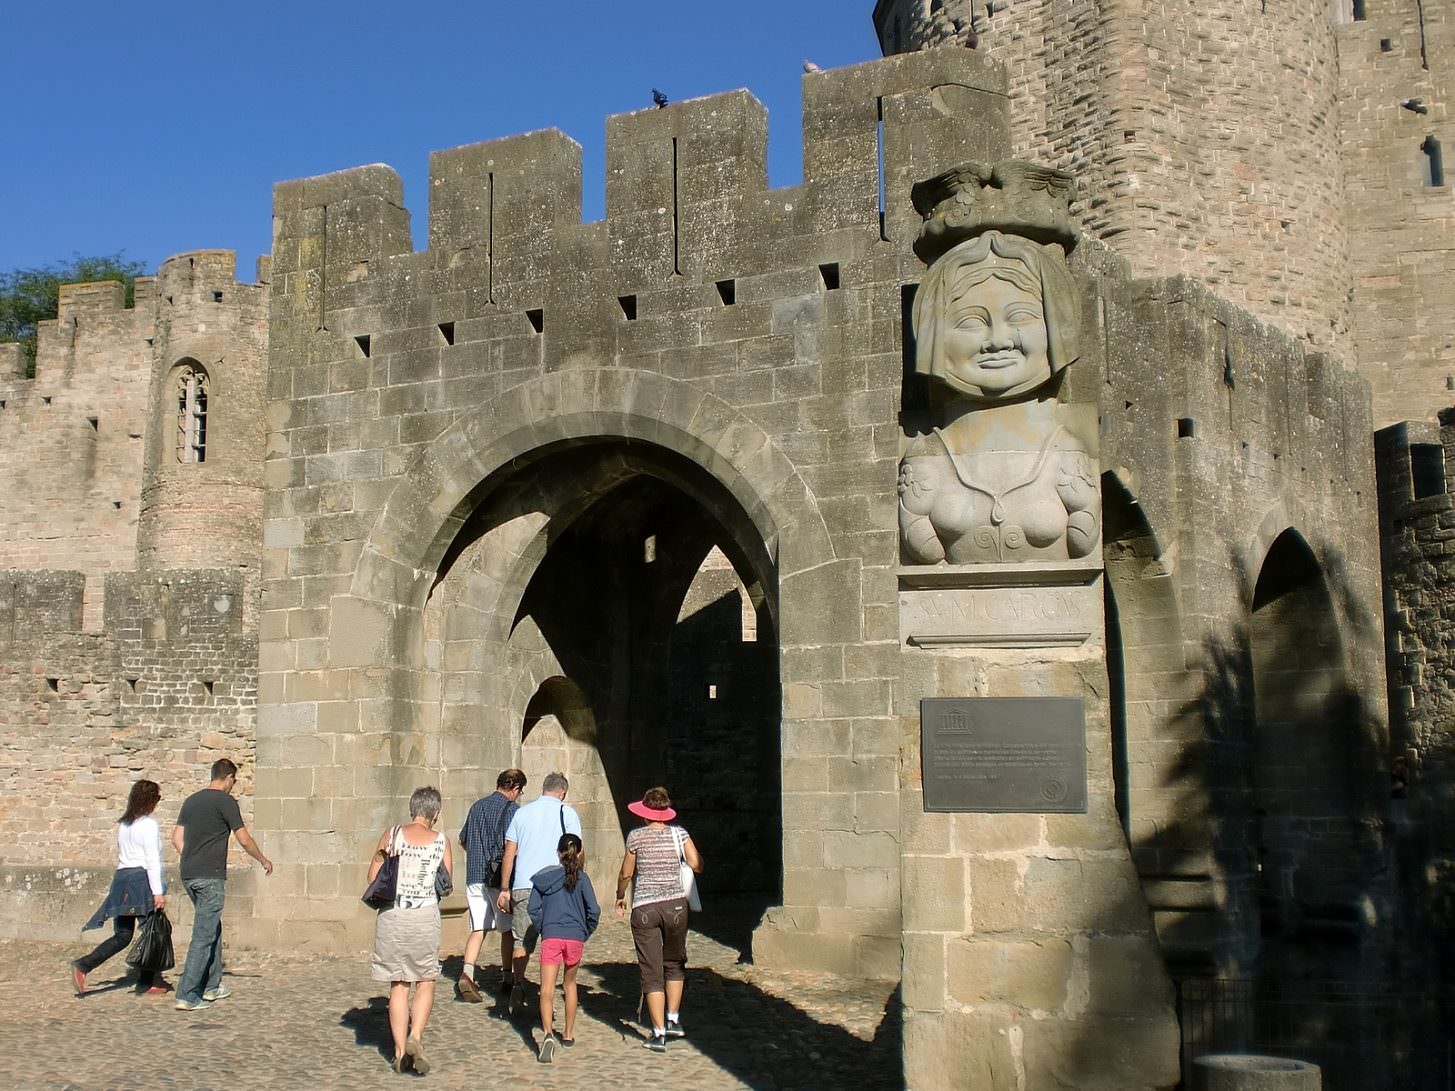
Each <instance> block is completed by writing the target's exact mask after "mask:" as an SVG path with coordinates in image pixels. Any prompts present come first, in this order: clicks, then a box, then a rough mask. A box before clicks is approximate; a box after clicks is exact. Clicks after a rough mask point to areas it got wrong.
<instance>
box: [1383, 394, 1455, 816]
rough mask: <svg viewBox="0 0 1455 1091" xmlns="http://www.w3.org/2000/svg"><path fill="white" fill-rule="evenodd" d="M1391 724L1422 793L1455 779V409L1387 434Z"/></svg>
mask: <svg viewBox="0 0 1455 1091" xmlns="http://www.w3.org/2000/svg"><path fill="white" fill-rule="evenodd" d="M1378 441H1379V444H1378V452H1379V493H1381V495H1379V519H1381V527H1379V531H1381V537H1382V544H1384V559H1385V570H1387V582H1385V618H1387V626H1388V634H1387V636H1388V650H1390V695H1391V727H1392V729H1394V732H1395V740H1397V742H1398V745H1400V746H1401V748H1407V749H1408V751H1410V752H1408V755H1407V761H1408V764H1410V770H1408V777H1410V778H1411V780H1413V781H1417V783H1419V790H1420V791H1429V790H1432V788H1435V790H1442V788H1440V786H1446V784H1452V783H1455V739H1452V738H1451V732H1449V724H1451V716H1452V714H1455V655H1452V647H1451V642H1449V633H1451V628H1452V627H1455V579H1452V576H1455V545H1452V543H1455V489H1452V481H1451V470H1452V467H1455V410H1451V409H1445V410H1442V412H1440V413H1439V426H1435V425H1427V423H1407V425H1395V426H1392V428H1388V429H1384V431H1382V432H1379V435H1378Z"/></svg>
========================================================================
◆ What is required ◆
Transcribe the lines above precisely, without any change to them, and leave the pictures out of your answer.

◆ Your solution ◆
Each <instance> block is completed by writing the target's exact mask after "mask:" as an SVG path with coordinates in image pixels. Any prompts present come first, in this order: clicks, then a box, then a rough mask. A box before clicks is approximate; a box after clicks is exact. Clicks after a rough mask point to areas it got wrong.
<instance>
box: [1383, 394, 1455, 816]
rough mask: <svg viewBox="0 0 1455 1091" xmlns="http://www.w3.org/2000/svg"><path fill="white" fill-rule="evenodd" d="M1391 724L1422 793L1455 779V409L1387 434Z"/></svg>
mask: <svg viewBox="0 0 1455 1091" xmlns="http://www.w3.org/2000/svg"><path fill="white" fill-rule="evenodd" d="M1378 441H1379V444H1378V452H1379V493H1381V495H1379V519H1381V527H1379V531H1381V537H1382V544H1384V559H1385V570H1387V582H1385V618H1387V626H1388V634H1387V636H1388V650H1390V695H1391V727H1392V729H1394V732H1395V740H1397V742H1398V745H1400V746H1401V748H1407V749H1408V751H1410V752H1408V755H1407V761H1408V764H1410V770H1408V777H1410V778H1411V780H1413V781H1417V783H1419V790H1420V791H1429V790H1432V788H1435V790H1442V788H1440V786H1446V784H1452V783H1455V739H1452V738H1451V732H1449V724H1451V716H1452V714H1455V655H1452V647H1451V642H1449V633H1451V628H1452V627H1455V579H1452V576H1455V545H1452V543H1455V489H1452V481H1451V470H1452V467H1455V410H1451V409H1445V410H1442V412H1440V413H1439V426H1435V425H1427V423H1407V425H1395V426H1392V428H1388V429H1384V431H1382V432H1379V435H1378Z"/></svg>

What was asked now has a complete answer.